***** 提供テキスト
少子高齢化の進展(65歳以上の割合:平成28年で27.3%)や晩婚化(39歳未婚率男性35.6%、女性23.1%)により、晩産化が進んでいます。1980年の第1子平均出産年齢は26.4歳だったものが、2013年には30.4歳と4年遅くなっています。これらに伴って、生殖に関する関心が高まっています。特に、目にすることが多いのが不妊治療ですが、受精に関してはまだ分かっていないこともたくさんあるのも現実です。
現在、食品と生殖の研究が進んでいます。その中でも落花生の薄皮中に含まれるレスベラトロールに関する研究は未だに動物実験の段階ですが注目を集めています。農薬の一種であるマンコゼブが起こすマウスの卵母細胞の細胞死や異常を落花生の薄皮に含まれるレスベラトロールで防ぐことが出来ることが報告されています(Oncotarget 8(4), 6233, 2017)。マンコゼブは住宅の芝生やゴルフ場、あるいは農場で使用され、その残留分はアメリカでは食品や飲料水を通して身体に入って来ると報告されています(例えば、Int J Environ Res Public Heal 8, 1402, 2011)。この研究では母マウスを農薬であるマンコゼブに暴露することによって、胎児の体重が37%も減少することが分かりました(図参照)。これに対して、飲み水の中に、レスベラトロールを1リットルあたり100mgあるいは200mg混ぜておくと胎児の体重は回復することが明らかになりました。これは、農薬による活性酸素産生や細胞死をレスベラトロールが防ぐこと意味しています。その結果、卵巣や胎児の保護につながったというものです。
**********
***** 提供データ
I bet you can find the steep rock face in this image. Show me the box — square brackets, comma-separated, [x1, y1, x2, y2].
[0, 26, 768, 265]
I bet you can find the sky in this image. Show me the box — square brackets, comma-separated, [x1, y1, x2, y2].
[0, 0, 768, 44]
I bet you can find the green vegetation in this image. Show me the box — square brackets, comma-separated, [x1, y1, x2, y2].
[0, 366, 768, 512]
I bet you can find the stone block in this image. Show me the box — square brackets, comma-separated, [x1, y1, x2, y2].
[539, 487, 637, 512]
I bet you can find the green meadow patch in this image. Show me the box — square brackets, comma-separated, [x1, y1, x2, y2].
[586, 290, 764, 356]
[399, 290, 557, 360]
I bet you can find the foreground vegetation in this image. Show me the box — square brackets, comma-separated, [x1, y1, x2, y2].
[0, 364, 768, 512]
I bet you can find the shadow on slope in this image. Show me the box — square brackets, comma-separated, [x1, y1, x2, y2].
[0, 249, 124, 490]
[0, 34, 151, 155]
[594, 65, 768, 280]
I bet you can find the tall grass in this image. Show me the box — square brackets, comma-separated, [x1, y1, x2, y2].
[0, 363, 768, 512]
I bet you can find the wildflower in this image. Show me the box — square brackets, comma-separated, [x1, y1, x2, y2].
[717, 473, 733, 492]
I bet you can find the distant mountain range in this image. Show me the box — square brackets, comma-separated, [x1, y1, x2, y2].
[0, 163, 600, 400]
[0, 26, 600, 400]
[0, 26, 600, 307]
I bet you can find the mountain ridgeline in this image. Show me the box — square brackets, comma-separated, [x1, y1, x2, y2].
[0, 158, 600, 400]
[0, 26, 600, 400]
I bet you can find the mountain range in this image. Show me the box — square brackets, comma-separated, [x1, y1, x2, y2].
**********
提供テキストのうち、「少子高齢化の進展(65歳以上」から始まり「もたくさんあるのも現実です。」で終わる部分を、一字一句変えずに書き写して返してください。

少子高齢化の進展(65歳以上の割合:平成28年で27.3%)や晩婚化(39歳未婚率男性35.6%、女性23.1%)により、晩産化が進んでいます。1980年の第1子平均出産年齢は26.4歳だったものが、2013年には30.4歳と4年遅くなっています。これらに伴って、生殖に関する関心が高まっています。特に、目にすることが多いのが不妊治療ですが、受精に関してはまだ分かっていないこともたくさんあるのも現実です。